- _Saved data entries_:
....
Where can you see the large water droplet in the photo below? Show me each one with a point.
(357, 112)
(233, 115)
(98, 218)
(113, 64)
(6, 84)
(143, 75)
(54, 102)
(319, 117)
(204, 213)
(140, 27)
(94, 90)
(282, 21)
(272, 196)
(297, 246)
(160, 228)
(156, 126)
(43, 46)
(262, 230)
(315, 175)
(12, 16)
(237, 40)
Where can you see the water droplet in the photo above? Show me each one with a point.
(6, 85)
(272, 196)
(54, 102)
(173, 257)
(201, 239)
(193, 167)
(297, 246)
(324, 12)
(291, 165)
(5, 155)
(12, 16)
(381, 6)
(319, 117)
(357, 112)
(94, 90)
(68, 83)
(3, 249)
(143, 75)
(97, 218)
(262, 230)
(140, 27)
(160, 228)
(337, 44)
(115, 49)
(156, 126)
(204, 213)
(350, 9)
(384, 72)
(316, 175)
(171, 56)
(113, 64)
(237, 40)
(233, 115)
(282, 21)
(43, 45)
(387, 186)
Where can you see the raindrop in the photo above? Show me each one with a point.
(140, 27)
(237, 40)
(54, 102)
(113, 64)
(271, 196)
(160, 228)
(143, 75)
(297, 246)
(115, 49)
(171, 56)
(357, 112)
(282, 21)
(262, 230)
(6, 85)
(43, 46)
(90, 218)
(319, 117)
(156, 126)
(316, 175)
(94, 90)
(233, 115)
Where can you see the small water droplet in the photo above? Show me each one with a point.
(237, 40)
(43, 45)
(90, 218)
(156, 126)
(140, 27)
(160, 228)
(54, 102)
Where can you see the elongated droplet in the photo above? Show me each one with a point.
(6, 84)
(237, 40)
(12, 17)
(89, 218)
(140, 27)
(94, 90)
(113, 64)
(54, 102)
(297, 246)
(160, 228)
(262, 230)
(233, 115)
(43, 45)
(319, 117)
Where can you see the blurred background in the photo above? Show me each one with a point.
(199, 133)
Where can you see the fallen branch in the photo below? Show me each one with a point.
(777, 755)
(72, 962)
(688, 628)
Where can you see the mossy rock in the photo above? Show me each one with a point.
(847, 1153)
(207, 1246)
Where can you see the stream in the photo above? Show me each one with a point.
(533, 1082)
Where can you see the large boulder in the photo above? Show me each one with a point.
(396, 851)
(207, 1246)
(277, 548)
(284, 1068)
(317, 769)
....
- _WHAT TO DO_: Without altering a single word, reproduce the entries above.

- _EXERCISE SOLUTION_:
Where can you see the large water droplet in the photo below? Show me each one with a point.
(357, 112)
(233, 115)
(98, 218)
(113, 64)
(6, 84)
(143, 75)
(54, 102)
(319, 117)
(204, 213)
(140, 27)
(94, 90)
(282, 21)
(272, 196)
(297, 246)
(160, 228)
(156, 126)
(43, 46)
(262, 230)
(315, 175)
(12, 16)
(237, 40)
Where can you see the water droplet in the photo above? Show me each one with a point.
(6, 85)
(272, 196)
(54, 102)
(173, 257)
(201, 239)
(193, 167)
(297, 246)
(324, 12)
(291, 165)
(5, 155)
(12, 16)
(381, 6)
(319, 117)
(357, 112)
(94, 90)
(68, 83)
(3, 249)
(143, 75)
(97, 218)
(262, 230)
(140, 27)
(160, 228)
(337, 44)
(115, 49)
(156, 126)
(204, 213)
(350, 9)
(384, 72)
(316, 175)
(171, 56)
(113, 64)
(237, 40)
(233, 115)
(282, 21)
(43, 45)
(387, 186)
Where can you see the raindrop in the photo above? Show me each one with a point.
(140, 27)
(237, 40)
(54, 102)
(113, 64)
(271, 196)
(160, 228)
(143, 75)
(297, 246)
(115, 49)
(171, 56)
(357, 112)
(282, 21)
(262, 230)
(6, 85)
(43, 46)
(90, 218)
(319, 117)
(156, 126)
(316, 175)
(94, 90)
(233, 115)
Where can you see the small water droplet in the photo above? Show me each one with a point.
(237, 40)
(43, 45)
(90, 218)
(156, 126)
(140, 27)
(160, 228)
(54, 102)
Where can you see the elongated droplet in the photo above? Show me each one with a point.
(6, 84)
(237, 40)
(12, 17)
(89, 218)
(140, 27)
(94, 90)
(113, 64)
(54, 102)
(297, 246)
(160, 228)
(262, 230)
(233, 115)
(43, 45)
(319, 117)
Where can you see the blurred background in the photo above? Show me each one with a point.
(199, 133)
Where can you see the fallen branch in the photo below? Show me each one with a point.
(777, 755)
(72, 962)
(688, 628)
Where can you see the mossy rock in the photo above? Show me each one with a point.
(847, 1153)
(207, 1246)
Where can you see the stream in the photo above? Show me each one with a point.
(533, 1082)
Where can you see the large boulder in the photo above? Show me each one with a point.
(396, 851)
(207, 1246)
(277, 548)
(284, 1068)
(317, 769)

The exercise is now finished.